**Work instructions**
Reproduce the listing below word for word, from the first line to the last.

**Data listing**
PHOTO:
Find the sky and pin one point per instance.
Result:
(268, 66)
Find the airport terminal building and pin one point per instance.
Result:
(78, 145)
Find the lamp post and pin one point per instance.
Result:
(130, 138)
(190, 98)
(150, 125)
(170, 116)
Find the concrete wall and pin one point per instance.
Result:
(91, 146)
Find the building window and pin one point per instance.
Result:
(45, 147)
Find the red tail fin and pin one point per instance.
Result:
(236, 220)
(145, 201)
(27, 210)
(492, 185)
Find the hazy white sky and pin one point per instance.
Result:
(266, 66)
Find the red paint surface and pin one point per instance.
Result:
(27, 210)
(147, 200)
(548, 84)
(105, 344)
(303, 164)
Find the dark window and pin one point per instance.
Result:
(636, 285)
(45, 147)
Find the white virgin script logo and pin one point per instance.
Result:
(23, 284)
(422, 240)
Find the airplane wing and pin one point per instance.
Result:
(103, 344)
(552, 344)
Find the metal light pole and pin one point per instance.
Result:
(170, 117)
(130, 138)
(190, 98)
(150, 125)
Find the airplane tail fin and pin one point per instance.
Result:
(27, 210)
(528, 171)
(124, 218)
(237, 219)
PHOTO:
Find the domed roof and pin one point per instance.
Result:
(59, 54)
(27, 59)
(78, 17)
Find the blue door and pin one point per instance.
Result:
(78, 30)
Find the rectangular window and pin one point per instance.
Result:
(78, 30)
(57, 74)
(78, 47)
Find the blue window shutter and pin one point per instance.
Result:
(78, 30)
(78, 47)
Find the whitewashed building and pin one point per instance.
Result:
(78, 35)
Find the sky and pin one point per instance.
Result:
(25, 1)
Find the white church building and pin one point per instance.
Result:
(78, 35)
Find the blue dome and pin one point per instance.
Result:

**Response to the exercise**
PHOTO:
Find the sky and pin one point per instance.
Result:
(268, 66)
Find the airport terminal building and pin one point per instance.
Result:
(78, 145)
Find the lamp post and pin one point per instance.
Result:
(130, 138)
(190, 98)
(150, 125)
(170, 116)
Find the concrete wall and pin one point per instance.
Result:
(91, 146)
Find the building window and pin one point per instance.
Result:
(45, 147)
Find the red tail fin and pin one point per instance.
Result:
(236, 220)
(145, 201)
(27, 210)
(492, 185)
Find the hazy white sky and pin one point per instance.
Result:
(266, 66)
Find the red paint surface and pin one point per instance.
Result:
(27, 210)
(147, 200)
(548, 84)
(105, 344)
(303, 164)
Find the dark window and pin one point per instance.
Result:
(636, 285)
(45, 147)
Find the white virgin script logo and pin one point per instance.
Result:
(23, 284)
(422, 240)
Find the airplane wing and pin one point per instance.
Result:
(103, 344)
(552, 344)
Find the metal light pole and pin one point per instance.
Result:
(170, 117)
(130, 138)
(190, 98)
(150, 125)
Find the airplane tail fin and pin one point per instance.
Result:
(27, 210)
(528, 171)
(124, 218)
(237, 219)
PHOTO:
Find the domed roof and pin one point per instance.
Result:
(59, 54)
(27, 59)
(78, 17)
Find the blue door and pin one point per instance.
Result:
(78, 30)
Find the rectangular window and pin one point per instance.
Result:
(78, 30)
(57, 74)
(78, 47)
Find the blue window shutter and pin one point per instance.
Result:
(78, 30)
(78, 47)
Find the whitewashed building and pin one point per instance.
Result:
(78, 35)
Find the sky and pin one point per instance.
Result:
(25, 1)
Find the white church building and pin one point per instance.
Result:
(78, 35)
Find the blue dome and pin one point per instance.
Result:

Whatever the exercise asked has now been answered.